***** Information supplied *****

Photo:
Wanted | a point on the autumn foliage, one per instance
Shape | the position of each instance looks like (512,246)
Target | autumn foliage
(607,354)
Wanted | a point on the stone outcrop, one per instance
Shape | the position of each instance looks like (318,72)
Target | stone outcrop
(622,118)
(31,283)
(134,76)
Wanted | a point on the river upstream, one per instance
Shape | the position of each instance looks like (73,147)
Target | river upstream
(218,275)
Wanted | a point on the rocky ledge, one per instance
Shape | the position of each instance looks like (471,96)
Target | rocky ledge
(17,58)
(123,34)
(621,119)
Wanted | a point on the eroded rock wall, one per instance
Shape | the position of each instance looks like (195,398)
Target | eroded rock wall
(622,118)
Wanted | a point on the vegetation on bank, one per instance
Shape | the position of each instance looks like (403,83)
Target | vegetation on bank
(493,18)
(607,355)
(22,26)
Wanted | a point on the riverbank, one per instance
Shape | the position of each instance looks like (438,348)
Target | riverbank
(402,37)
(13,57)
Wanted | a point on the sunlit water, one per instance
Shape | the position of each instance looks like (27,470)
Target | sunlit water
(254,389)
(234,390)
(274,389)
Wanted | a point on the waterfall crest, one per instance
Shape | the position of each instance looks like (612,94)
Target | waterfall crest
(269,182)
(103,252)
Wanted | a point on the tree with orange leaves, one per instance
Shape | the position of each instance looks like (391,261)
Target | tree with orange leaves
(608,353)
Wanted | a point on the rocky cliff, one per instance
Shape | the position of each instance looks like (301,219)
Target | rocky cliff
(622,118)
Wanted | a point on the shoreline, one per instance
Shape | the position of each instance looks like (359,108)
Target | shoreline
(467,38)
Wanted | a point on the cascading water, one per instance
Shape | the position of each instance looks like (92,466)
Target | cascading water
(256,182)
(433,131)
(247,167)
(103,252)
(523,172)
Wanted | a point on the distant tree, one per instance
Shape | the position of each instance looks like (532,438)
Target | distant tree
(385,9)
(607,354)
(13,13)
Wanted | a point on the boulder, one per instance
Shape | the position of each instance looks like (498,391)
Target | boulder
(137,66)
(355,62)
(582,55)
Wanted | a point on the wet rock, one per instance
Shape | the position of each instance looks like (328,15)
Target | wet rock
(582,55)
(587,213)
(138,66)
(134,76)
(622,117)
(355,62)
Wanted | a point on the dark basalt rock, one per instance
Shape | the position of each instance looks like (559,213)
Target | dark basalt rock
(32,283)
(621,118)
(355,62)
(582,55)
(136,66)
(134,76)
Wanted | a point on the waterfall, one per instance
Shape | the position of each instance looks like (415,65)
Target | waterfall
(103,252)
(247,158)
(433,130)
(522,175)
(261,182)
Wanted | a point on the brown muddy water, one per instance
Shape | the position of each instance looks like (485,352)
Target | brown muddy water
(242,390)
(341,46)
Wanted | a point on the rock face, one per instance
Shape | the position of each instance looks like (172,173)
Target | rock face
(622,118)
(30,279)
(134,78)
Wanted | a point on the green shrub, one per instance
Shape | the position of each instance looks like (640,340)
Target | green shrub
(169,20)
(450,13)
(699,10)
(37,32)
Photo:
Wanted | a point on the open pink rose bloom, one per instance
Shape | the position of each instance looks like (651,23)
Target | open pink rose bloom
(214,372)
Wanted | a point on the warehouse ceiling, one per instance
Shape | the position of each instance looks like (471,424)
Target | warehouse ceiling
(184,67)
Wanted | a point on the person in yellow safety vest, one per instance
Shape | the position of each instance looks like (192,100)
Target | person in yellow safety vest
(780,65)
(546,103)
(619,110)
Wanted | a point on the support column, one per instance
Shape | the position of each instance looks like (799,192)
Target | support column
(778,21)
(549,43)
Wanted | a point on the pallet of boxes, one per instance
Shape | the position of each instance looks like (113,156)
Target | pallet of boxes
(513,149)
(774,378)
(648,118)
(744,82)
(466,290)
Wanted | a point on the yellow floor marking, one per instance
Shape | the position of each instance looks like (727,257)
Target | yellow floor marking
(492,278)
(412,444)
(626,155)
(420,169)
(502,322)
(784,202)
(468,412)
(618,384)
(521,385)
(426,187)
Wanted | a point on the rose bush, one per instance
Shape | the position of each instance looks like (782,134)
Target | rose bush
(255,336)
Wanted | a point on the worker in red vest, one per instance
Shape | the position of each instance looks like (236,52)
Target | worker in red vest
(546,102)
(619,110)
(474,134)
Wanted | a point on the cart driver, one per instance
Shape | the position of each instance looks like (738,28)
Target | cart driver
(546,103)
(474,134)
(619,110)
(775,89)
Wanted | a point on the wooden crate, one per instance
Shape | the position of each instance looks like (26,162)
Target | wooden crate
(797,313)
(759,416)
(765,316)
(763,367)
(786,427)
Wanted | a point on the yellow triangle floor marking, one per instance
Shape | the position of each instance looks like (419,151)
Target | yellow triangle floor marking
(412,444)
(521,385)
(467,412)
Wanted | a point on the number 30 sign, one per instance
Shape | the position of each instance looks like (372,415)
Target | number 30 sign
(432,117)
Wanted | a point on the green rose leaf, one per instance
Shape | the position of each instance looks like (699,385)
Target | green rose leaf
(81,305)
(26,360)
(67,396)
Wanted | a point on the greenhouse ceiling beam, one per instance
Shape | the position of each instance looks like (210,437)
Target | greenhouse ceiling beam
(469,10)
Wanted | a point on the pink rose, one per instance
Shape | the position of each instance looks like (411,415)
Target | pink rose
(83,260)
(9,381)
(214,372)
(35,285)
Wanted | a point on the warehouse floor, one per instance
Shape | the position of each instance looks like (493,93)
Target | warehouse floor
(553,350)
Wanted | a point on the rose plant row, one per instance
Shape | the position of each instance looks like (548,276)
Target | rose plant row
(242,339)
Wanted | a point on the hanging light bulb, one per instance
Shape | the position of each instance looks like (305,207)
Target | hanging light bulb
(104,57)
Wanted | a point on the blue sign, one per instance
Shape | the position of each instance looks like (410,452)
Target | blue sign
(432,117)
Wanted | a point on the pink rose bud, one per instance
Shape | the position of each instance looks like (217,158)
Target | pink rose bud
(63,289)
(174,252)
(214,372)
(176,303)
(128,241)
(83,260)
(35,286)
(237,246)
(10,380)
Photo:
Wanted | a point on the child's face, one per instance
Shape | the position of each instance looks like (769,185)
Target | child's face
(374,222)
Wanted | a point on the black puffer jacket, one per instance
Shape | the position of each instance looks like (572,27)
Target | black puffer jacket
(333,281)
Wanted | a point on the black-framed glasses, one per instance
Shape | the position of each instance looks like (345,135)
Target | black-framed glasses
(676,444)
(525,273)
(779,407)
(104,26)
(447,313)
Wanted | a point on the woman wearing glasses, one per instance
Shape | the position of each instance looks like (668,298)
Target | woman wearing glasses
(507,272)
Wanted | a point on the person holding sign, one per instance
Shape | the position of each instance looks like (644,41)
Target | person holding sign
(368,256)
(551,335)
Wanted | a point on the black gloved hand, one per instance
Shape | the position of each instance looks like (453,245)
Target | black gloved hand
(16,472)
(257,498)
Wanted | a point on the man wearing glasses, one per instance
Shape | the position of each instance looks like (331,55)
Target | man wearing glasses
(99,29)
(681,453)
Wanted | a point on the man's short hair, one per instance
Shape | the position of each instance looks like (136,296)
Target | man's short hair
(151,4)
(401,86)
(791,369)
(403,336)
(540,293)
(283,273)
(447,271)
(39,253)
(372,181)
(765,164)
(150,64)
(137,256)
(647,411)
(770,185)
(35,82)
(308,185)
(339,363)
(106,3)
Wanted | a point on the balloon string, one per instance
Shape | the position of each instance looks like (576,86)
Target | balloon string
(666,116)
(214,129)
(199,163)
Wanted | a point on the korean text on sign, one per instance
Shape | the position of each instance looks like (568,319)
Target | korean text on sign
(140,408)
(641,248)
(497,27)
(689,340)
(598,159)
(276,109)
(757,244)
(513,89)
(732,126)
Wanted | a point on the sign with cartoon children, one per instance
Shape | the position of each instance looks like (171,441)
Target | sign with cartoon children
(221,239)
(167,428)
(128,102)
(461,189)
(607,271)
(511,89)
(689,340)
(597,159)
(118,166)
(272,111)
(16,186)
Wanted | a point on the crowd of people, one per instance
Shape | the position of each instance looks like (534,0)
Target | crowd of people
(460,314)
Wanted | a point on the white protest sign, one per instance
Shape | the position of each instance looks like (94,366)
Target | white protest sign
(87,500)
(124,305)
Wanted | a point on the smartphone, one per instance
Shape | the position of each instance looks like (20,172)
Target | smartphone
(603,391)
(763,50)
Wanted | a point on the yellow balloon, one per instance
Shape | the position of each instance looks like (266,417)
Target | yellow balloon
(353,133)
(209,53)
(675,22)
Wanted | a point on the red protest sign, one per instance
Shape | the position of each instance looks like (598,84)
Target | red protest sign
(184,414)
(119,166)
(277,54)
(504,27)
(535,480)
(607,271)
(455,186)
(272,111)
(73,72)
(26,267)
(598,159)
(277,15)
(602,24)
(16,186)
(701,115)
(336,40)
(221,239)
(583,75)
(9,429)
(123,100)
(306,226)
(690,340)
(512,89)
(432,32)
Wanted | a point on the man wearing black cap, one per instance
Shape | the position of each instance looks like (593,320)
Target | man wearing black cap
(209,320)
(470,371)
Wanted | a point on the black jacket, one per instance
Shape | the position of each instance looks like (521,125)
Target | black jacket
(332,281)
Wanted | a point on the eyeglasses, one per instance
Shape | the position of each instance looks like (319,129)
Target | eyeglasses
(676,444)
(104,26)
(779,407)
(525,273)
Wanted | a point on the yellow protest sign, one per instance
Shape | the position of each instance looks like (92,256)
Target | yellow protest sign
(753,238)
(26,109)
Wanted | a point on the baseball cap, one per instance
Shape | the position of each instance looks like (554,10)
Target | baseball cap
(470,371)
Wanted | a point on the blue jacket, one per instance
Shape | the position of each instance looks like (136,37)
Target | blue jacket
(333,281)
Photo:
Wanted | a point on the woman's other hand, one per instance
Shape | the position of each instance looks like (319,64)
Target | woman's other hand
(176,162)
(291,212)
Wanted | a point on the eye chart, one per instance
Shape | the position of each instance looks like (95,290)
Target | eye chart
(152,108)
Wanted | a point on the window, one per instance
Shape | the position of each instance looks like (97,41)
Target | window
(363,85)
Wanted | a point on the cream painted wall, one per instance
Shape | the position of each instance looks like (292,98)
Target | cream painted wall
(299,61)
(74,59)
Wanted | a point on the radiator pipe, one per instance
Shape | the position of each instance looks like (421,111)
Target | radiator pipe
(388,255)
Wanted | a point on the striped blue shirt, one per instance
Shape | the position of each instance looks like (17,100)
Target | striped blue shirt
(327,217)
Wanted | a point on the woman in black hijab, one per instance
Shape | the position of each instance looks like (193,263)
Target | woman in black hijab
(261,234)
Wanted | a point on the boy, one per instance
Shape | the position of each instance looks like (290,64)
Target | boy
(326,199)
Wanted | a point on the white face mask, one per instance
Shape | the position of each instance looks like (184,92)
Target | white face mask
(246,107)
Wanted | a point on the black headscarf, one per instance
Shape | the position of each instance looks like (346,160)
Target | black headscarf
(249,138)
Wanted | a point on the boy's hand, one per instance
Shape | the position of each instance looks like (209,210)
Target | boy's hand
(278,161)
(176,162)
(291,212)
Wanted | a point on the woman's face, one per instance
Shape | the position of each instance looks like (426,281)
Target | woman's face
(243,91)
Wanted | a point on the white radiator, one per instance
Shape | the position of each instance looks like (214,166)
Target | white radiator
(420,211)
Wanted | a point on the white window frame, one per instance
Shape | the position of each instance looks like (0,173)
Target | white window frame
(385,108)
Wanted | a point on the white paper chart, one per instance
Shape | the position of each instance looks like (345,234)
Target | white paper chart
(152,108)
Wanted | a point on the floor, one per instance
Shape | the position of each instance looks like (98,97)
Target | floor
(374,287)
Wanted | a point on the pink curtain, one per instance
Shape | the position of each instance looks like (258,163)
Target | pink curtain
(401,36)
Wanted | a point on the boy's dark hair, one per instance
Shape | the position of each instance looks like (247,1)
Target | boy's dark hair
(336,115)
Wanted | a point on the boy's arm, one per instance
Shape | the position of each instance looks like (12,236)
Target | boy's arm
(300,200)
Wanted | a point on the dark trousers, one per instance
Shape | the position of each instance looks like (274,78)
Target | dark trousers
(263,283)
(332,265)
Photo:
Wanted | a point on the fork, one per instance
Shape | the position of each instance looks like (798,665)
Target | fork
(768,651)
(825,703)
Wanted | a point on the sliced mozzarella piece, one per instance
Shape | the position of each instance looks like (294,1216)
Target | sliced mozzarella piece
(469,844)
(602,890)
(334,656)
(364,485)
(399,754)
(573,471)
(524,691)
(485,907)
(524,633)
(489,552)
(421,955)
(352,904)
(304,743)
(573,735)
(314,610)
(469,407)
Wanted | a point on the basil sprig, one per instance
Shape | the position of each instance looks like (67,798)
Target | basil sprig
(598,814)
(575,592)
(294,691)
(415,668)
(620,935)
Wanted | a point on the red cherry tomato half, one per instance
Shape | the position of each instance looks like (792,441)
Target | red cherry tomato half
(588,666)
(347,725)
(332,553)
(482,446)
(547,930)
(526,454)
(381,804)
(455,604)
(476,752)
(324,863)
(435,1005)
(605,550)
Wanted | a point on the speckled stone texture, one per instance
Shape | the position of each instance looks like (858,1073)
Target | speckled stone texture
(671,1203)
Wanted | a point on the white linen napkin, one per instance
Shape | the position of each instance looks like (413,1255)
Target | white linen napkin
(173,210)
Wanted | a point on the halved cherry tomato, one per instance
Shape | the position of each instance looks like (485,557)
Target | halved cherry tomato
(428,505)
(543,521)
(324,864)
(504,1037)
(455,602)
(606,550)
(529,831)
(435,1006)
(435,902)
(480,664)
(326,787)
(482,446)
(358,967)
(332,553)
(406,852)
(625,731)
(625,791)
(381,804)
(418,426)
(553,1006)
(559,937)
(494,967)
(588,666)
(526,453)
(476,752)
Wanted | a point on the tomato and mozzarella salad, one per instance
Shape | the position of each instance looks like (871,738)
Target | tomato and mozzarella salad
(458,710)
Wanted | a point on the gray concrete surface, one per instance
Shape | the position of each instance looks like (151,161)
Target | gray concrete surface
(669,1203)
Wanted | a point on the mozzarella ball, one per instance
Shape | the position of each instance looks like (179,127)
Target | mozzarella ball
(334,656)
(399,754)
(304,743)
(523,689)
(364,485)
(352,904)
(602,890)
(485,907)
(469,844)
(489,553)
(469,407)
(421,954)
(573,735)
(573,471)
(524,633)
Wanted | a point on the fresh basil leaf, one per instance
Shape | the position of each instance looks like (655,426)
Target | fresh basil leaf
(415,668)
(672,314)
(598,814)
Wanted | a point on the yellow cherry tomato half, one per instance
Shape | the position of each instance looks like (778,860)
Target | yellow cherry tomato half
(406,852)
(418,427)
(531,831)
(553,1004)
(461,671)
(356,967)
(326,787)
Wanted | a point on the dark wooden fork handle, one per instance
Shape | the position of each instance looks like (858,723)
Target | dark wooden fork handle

*****

# Work to be completed:
Transcribe each line of the data above, unaltered, from the one where "Shape | the position of each instance looks like (498,391)" appears to the one where "Wanted | a point on the waterfall, one" appears, inclusive of both.

# Answer box:
Shape | the position of each instance looks like (498,391)
Target | boulder
(137,66)
(355,62)
(582,55)
Wanted | a point on the wet rock, one per instance
Shape | the position of each instance looks like (328,15)
Target | wet rock
(582,55)
(587,213)
(138,66)
(134,76)
(622,117)
(355,62)
Wanted | a point on the dark basalt rock, one per instance
Shape | the position of each instance looks like (559,213)
Target | dark basalt rock
(32,283)
(621,118)
(355,62)
(582,55)
(136,66)
(134,76)
Wanted | a point on the waterfall, one per instance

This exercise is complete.